=== Begin Enclosure ===

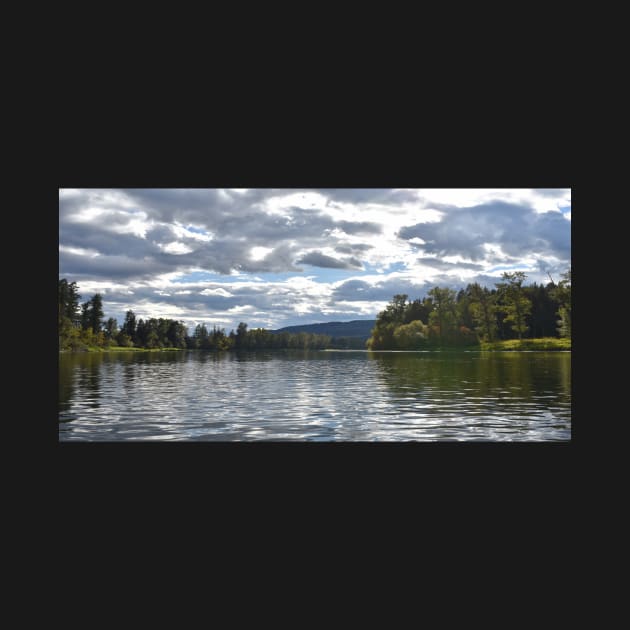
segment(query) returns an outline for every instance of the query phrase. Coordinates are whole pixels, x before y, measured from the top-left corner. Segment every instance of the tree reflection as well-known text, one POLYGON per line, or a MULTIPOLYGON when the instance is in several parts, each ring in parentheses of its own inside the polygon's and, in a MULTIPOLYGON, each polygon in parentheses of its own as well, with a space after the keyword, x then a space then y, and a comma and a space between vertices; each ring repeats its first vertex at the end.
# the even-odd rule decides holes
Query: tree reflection
POLYGON ((59 419, 67 422, 74 418, 69 414, 74 396, 73 382, 74 362, 65 354, 59 355, 59 394, 57 405, 59 409, 59 419))
POLYGON ((88 407, 98 409, 101 398, 100 371, 104 357, 100 352, 85 352, 78 355, 75 366, 76 386, 88 407))
POLYGON ((396 397, 495 400, 570 394, 570 354, 559 352, 371 352, 396 397))

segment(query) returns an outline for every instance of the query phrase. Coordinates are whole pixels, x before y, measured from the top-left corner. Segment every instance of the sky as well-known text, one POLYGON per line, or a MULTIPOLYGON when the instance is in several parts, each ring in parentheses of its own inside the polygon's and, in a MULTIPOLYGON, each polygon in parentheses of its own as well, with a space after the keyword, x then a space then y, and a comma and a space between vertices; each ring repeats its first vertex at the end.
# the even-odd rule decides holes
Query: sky
POLYGON ((59 190, 59 278, 119 324, 375 319, 398 293, 557 282, 570 260, 567 188, 59 190))

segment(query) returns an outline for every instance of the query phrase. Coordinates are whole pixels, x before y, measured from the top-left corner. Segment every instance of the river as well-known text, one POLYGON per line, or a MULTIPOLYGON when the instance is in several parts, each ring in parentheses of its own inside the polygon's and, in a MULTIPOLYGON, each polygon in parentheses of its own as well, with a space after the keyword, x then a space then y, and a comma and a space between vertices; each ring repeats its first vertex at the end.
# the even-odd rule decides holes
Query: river
POLYGON ((569 352, 61 353, 59 441, 569 441, 569 352))

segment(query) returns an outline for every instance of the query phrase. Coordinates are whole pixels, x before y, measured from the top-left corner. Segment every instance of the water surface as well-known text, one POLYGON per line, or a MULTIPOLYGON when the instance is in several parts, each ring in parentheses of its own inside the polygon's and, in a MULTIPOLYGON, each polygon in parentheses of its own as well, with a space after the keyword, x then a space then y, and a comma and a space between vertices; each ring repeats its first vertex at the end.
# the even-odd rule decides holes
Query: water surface
POLYGON ((568 352, 62 353, 60 441, 567 441, 568 352))

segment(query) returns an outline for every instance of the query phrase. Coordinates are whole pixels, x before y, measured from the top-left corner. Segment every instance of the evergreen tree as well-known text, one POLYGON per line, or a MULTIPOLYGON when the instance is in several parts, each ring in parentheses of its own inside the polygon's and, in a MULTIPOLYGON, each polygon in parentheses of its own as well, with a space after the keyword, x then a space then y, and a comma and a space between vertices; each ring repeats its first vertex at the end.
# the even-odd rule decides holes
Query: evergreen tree
POLYGON ((138 348, 146 348, 148 332, 144 320, 140 318, 136 325, 136 334, 132 337, 133 345, 138 348))
POLYGON ((125 321, 122 325, 121 331, 131 339, 134 339, 136 336, 136 315, 133 311, 129 310, 125 314, 125 321))
POLYGON ((92 301, 88 300, 87 302, 83 302, 81 304, 81 328, 82 330, 87 330, 90 328, 90 320, 91 320, 91 306, 92 301))
POLYGON ((167 332, 167 345, 172 348, 185 348, 186 347, 186 326, 184 322, 178 322, 175 320, 169 321, 167 332))
POLYGON ((424 324, 429 323, 429 316, 433 310, 433 300, 431 298, 424 297, 422 300, 414 300, 407 304, 403 322, 410 324, 420 320, 424 324))
POLYGON ((59 318, 67 317, 72 325, 77 325, 80 322, 80 298, 76 282, 68 283, 65 278, 59 280, 59 318))
POLYGON ((470 310, 470 295, 465 289, 457 292, 457 321, 458 324, 465 328, 472 329, 474 327, 473 314, 470 310))
POLYGON ((117 337, 118 337, 118 322, 113 318, 110 317, 106 322, 105 322, 105 339, 109 342, 116 342, 117 343, 117 337))
POLYGON ((234 337, 234 347, 242 350, 245 347, 245 339, 247 338, 247 324, 240 322, 236 328, 236 336, 234 337))
POLYGON ((103 296, 95 293, 90 300, 90 326, 94 333, 99 333, 103 327, 103 296))
POLYGON ((197 324, 197 326, 195 326, 193 338, 195 340, 195 348, 200 348, 201 350, 208 349, 208 329, 205 324, 197 324))

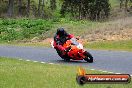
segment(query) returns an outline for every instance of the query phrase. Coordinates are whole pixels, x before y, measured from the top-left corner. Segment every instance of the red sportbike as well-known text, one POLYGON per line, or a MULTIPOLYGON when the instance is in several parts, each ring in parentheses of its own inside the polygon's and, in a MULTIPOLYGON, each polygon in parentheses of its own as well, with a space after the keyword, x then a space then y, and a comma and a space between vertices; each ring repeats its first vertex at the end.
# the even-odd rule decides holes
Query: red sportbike
MULTIPOLYGON (((53 46, 54 41, 51 41, 50 43, 51 46, 54 48, 53 46)), ((56 51, 58 55, 65 61, 70 61, 72 59, 72 60, 85 60, 89 63, 93 62, 92 55, 83 49, 83 45, 76 38, 71 38, 70 40, 67 40, 63 44, 63 47, 65 49, 68 49, 68 51, 65 54, 62 55, 62 51, 59 50, 56 51)))

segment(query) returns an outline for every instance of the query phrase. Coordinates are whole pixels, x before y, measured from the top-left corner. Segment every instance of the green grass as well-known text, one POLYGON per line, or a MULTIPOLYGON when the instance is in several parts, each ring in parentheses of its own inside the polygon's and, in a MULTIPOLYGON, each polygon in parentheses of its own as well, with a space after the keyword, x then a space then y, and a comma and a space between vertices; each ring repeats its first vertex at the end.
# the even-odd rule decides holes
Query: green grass
POLYGON ((86 48, 132 51, 132 40, 86 43, 86 48))
MULTIPOLYGON (((0 43, 0 45, 51 47, 50 42, 35 42, 35 43, 9 42, 9 43, 0 43)), ((90 42, 90 43, 84 43, 84 48, 98 49, 98 50, 132 51, 132 40, 90 42)))
POLYGON ((119 7, 120 6, 120 0, 109 0, 110 4, 111 4, 111 7, 114 8, 114 7, 119 7))
MULTIPOLYGON (((35 42, 35 43, 2 42, 0 43, 0 45, 51 47, 50 42, 35 42)), ((84 48, 96 49, 96 50, 132 51, 132 40, 90 42, 90 43, 84 43, 84 48)))
POLYGON ((82 35, 99 26, 99 22, 78 21, 66 18, 42 19, 0 19, 0 41, 31 40, 34 37, 53 37, 56 29, 64 27, 68 32, 82 35))
POLYGON ((51 47, 50 42, 0 42, 0 45, 14 45, 14 46, 32 46, 32 47, 51 47))
POLYGON ((0 19, 0 41, 13 41, 45 37, 52 22, 42 19, 0 19))
MULTIPOLYGON (((78 66, 49 65, 0 57, 0 88, 131 88, 130 84, 76 83, 78 66)), ((88 74, 101 72, 91 71, 88 74)), ((103 73, 102 73, 103 74, 103 73)))
MULTIPOLYGON (((123 21, 123 27, 127 27, 127 24, 130 24, 130 22, 123 21)), ((66 18, 52 19, 48 21, 42 19, 26 18, 0 19, 0 44, 49 47, 49 42, 32 43, 32 39, 36 38, 37 40, 41 41, 45 38, 53 38, 56 29, 59 27, 64 27, 68 31, 68 33, 74 34, 75 36, 81 36, 82 38, 87 39, 86 36, 89 33, 92 33, 92 31, 94 30, 113 30, 118 24, 120 24, 120 21, 115 21, 115 23, 113 21, 92 22, 86 20, 71 20, 66 18), (27 42, 24 43, 23 41, 27 42)), ((116 29, 120 28, 122 27, 117 27, 116 29)), ((132 51, 132 40, 86 43, 85 47, 91 49, 132 51)))
POLYGON ((59 19, 52 32, 56 32, 56 29, 59 27, 64 27, 69 33, 74 34, 75 36, 82 36, 84 33, 90 30, 98 28, 102 23, 88 21, 88 20, 70 20, 66 18, 59 19))

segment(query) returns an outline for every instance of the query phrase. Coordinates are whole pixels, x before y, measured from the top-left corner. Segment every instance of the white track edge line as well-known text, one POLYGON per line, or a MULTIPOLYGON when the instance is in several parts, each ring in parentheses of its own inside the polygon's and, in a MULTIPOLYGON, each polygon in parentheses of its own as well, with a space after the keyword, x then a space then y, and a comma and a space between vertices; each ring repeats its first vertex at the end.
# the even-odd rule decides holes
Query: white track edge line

=== End Enclosure ===

## Exercise instructions
In the entries above, find the line with "Query: green grass", then retype it and every line after it exactly.

## Solution to the exercise
Query: green grass
POLYGON ((86 48, 132 51, 132 40, 86 43, 86 48))
MULTIPOLYGON (((0 43, 0 45, 51 47, 50 42, 35 42, 35 43, 9 42, 9 43, 0 43)), ((90 42, 90 43, 84 43, 84 48, 98 49, 98 50, 132 51, 132 40, 90 42)))
POLYGON ((119 7, 120 6, 120 0, 109 0, 110 4, 111 4, 111 7, 114 8, 114 7, 119 7))
MULTIPOLYGON (((35 42, 35 43, 2 42, 0 43, 0 45, 51 47, 50 42, 35 42)), ((84 48, 96 49, 96 50, 132 51, 132 40, 90 42, 90 43, 84 43, 84 48)))
POLYGON ((82 35, 99 26, 99 22, 78 21, 66 18, 42 19, 0 19, 0 41, 31 40, 34 37, 53 37, 56 29, 64 27, 68 32, 82 35))
POLYGON ((51 47, 50 42, 0 42, 0 45, 14 45, 14 46, 32 46, 32 47, 51 47))
POLYGON ((0 19, 0 41, 13 41, 45 37, 52 22, 42 19, 0 19))
MULTIPOLYGON (((78 66, 49 65, 0 57, 0 88, 131 88, 130 84, 76 83, 78 66)), ((88 74, 101 72, 91 71, 88 74)), ((103 73, 102 73, 103 74, 103 73)))
MULTIPOLYGON (((123 21, 123 27, 127 27, 127 24, 130 24, 130 22, 123 21)), ((66 18, 52 19, 48 21, 42 19, 26 18, 0 19, 0 44, 49 47, 49 42, 32 43, 32 39, 36 38, 37 40, 41 41, 45 38, 53 38, 56 29, 59 27, 64 27, 68 31, 68 33, 74 34, 75 36, 81 36, 82 38, 87 39, 86 36, 89 33, 92 33, 92 31, 94 30, 113 30, 118 24, 120 24, 120 21, 115 21, 115 23, 113 21, 92 22, 86 20, 71 20, 66 18), (27 42, 24 43, 23 41, 27 42)), ((116 29, 120 28, 122 27, 117 27, 116 29)), ((132 51, 132 40, 86 43, 85 47, 91 49, 132 51)))
POLYGON ((59 19, 52 32, 56 32, 56 29, 59 27, 64 27, 69 33, 74 34, 75 36, 82 36, 84 33, 90 30, 98 28, 102 23, 88 21, 88 20, 70 20, 66 18, 59 19))

segment(query) returns an outline for every instance of the query phrase. Coordinates are whole pixels, x before y, measured from the top-left corner. Segment every instance of the white track edge line as well-known text, one POLYGON per line, or a MULTIPOLYGON when the instance is in several parts, each ring in parentheses of its own inside the polygon's and, in a MULTIPOLYGON, each polygon in parentheses of its own as well, with a space after the keyword, x then a space then y, and a comma and a space between vertices; each ring repeats its first vertex at the end.
# the even-odd rule decides holes
Query: white track edge line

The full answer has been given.